The royal family gave Ramaphosa the full regal treatment complete with a carriage process and state banquet.

Kate paired the brooch with a custom-made Jenny Packham “Elspeth” gown in a subtle tribute to Queen Elizabeth II during the dinner, in which King Charles III gave a speech in which he acknowledged that Britain’s past relationship with South Africa provoked profound “sorrow.”

The king said: “Of course, that relationship goes back centuries. While there are elements of that history which provoke profound sorrow, it is essential that we seek to understand them.

“As I said to Commonwealth leaders earlier this year, we must acknowledge the wrongs which have shaped our past if we are to unlock the power of our common future.”

Kate was accompanied by Prince William for the occasion, while Camilla, the Queen Consort, was at the king’s side.

*EXERCISE TASK 1:* Identify each line of the records that contains the word "white", and copy those lines.
The news excerpt and the records have nothing to do with each other.

*RECORD SET:*
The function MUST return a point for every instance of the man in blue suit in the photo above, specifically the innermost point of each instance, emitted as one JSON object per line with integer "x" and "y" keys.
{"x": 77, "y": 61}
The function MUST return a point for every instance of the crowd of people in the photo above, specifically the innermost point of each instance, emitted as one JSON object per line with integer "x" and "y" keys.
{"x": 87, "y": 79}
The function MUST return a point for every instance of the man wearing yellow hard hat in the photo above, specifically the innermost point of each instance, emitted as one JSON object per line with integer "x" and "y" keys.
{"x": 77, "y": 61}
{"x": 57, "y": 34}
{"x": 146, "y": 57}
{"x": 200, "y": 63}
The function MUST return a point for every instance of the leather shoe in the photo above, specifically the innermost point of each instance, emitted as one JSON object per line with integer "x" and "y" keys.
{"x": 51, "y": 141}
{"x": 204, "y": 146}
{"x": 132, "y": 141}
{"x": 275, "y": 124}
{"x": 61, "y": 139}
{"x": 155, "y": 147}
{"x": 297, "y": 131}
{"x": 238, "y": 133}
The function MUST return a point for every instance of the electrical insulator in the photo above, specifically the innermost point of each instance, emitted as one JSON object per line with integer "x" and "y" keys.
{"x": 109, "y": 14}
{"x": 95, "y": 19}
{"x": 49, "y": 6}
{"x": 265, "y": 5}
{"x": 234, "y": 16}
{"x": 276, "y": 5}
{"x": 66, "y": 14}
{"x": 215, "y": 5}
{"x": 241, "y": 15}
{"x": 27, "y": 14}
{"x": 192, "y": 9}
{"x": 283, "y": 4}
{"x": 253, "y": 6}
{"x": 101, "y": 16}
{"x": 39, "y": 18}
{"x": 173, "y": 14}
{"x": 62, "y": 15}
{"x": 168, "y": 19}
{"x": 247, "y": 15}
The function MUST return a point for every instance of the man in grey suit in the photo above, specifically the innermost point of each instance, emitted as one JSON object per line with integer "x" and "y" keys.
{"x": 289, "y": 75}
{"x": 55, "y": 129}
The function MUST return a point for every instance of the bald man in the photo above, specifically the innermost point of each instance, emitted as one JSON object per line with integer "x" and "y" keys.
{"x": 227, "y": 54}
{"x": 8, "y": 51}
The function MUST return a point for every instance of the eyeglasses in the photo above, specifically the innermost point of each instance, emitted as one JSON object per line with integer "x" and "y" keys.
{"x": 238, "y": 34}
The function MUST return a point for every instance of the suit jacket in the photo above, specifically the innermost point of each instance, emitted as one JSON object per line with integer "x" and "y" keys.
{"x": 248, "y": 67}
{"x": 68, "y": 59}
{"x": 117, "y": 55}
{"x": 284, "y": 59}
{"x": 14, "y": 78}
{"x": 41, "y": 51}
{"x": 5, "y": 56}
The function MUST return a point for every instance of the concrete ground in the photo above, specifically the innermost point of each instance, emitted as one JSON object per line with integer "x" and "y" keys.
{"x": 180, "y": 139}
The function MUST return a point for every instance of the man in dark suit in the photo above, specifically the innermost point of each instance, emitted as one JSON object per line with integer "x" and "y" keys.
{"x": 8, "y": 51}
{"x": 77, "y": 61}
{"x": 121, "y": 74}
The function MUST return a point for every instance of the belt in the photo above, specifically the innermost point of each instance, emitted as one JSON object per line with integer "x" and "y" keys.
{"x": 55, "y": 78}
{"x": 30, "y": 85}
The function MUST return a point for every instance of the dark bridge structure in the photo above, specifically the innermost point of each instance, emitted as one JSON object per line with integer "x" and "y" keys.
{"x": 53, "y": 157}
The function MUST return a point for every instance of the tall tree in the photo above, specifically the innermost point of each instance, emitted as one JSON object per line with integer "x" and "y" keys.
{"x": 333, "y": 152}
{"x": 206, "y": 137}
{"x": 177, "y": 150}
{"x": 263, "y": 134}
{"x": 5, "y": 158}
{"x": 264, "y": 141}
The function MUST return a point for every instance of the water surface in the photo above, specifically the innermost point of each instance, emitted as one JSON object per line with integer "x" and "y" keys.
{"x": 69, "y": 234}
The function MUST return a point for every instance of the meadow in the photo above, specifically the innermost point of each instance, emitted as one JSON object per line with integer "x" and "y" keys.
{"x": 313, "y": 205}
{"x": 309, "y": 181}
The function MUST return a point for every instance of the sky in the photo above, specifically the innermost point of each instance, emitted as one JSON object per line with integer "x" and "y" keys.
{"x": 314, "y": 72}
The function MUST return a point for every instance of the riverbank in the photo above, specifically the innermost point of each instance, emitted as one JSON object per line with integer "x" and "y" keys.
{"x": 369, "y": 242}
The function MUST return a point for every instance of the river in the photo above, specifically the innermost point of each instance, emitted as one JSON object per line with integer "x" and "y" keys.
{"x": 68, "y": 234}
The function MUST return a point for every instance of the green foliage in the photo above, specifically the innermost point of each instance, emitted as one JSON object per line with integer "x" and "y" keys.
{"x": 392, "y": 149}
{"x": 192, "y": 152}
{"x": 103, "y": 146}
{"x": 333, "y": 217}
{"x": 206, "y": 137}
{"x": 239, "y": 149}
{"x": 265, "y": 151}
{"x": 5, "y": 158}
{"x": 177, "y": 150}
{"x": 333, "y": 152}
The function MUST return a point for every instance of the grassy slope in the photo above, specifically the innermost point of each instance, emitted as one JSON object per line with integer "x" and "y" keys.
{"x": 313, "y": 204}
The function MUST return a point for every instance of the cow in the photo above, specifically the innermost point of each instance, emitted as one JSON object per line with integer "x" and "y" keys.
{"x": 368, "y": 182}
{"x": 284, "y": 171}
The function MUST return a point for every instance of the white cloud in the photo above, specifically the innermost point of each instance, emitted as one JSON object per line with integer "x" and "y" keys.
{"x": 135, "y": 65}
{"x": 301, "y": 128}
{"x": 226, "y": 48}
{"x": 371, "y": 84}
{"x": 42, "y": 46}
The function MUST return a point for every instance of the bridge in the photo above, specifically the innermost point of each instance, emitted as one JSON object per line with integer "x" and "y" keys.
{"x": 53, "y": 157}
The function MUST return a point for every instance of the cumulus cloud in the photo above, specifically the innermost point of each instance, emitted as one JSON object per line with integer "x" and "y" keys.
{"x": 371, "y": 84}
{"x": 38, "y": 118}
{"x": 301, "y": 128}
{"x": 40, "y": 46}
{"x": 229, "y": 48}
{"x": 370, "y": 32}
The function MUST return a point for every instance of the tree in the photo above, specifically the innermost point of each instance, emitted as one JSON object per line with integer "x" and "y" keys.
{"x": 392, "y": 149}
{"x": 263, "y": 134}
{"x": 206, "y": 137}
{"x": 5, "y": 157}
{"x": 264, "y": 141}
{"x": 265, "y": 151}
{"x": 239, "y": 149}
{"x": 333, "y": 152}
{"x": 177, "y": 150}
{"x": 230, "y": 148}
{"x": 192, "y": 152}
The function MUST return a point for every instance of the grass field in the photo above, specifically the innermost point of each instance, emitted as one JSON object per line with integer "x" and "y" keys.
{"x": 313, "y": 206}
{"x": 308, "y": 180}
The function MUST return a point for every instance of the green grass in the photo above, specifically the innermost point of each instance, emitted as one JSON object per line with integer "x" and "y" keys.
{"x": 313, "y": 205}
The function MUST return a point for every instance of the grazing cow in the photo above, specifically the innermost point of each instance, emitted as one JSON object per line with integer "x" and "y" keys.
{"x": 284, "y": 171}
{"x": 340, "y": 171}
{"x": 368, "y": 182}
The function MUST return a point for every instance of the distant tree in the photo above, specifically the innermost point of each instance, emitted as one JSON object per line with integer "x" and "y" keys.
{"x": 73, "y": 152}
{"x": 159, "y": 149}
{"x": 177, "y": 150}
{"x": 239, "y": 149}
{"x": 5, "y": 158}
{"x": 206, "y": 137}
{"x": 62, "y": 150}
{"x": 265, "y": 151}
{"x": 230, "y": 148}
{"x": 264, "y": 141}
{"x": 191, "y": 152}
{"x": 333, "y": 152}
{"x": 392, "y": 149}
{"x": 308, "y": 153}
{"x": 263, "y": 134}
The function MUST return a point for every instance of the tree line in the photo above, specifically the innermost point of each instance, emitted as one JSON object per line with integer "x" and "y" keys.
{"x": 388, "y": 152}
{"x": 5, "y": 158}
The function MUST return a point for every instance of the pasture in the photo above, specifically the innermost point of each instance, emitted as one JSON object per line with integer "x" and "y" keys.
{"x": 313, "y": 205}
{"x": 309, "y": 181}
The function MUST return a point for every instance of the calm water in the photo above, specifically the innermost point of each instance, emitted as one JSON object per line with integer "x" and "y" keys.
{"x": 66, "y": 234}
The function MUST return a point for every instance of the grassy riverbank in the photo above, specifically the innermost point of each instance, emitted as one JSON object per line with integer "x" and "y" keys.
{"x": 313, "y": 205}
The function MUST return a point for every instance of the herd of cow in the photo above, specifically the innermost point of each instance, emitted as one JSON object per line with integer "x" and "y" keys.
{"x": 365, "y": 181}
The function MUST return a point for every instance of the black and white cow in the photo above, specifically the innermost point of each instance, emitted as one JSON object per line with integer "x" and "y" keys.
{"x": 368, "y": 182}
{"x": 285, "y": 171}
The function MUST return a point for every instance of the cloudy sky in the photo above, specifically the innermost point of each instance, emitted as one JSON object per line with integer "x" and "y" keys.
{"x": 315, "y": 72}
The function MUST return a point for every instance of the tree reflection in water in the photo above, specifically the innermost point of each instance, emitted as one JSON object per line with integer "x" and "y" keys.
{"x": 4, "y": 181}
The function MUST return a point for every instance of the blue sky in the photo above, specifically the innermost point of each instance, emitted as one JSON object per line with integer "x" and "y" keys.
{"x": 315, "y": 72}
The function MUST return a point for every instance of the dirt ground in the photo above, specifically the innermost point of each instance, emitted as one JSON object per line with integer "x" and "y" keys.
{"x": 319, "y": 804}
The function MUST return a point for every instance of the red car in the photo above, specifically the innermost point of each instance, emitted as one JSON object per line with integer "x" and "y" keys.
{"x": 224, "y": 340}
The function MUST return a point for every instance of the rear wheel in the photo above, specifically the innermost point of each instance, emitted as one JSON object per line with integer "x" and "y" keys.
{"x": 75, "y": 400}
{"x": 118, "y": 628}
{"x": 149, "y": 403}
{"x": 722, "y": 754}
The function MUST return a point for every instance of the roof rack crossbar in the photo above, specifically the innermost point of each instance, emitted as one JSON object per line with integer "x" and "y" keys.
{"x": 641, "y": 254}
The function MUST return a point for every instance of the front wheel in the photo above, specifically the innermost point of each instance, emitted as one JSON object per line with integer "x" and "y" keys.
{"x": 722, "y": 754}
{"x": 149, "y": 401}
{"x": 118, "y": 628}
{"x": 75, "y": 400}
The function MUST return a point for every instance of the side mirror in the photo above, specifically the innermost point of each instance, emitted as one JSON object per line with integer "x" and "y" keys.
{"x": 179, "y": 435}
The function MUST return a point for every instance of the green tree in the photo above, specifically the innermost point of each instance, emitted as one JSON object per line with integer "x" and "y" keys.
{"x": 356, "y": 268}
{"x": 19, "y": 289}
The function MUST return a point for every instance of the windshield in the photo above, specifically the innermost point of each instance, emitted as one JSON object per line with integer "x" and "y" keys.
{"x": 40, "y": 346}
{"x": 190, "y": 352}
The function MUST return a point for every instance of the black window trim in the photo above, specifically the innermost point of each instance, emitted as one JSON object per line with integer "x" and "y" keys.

*EXERCISE TASK 2:* In the news excerpt about the state banquet, who was at the king's side?

*SOLUTION 1:*
The function MUST return a point for every instance of the white cloud in the photo above, specifically the innermost point of each instance, emitted as one JSON object per line with integer "x" and "y" keys.
The function MUST return a point for every instance of the black and white cow in the photo above, specifically the innermost point of each instance, emitted as one JSON object per line with integer "x" and "y" keys.

*SOLUTION 2:* Camilla, the Queen Consort.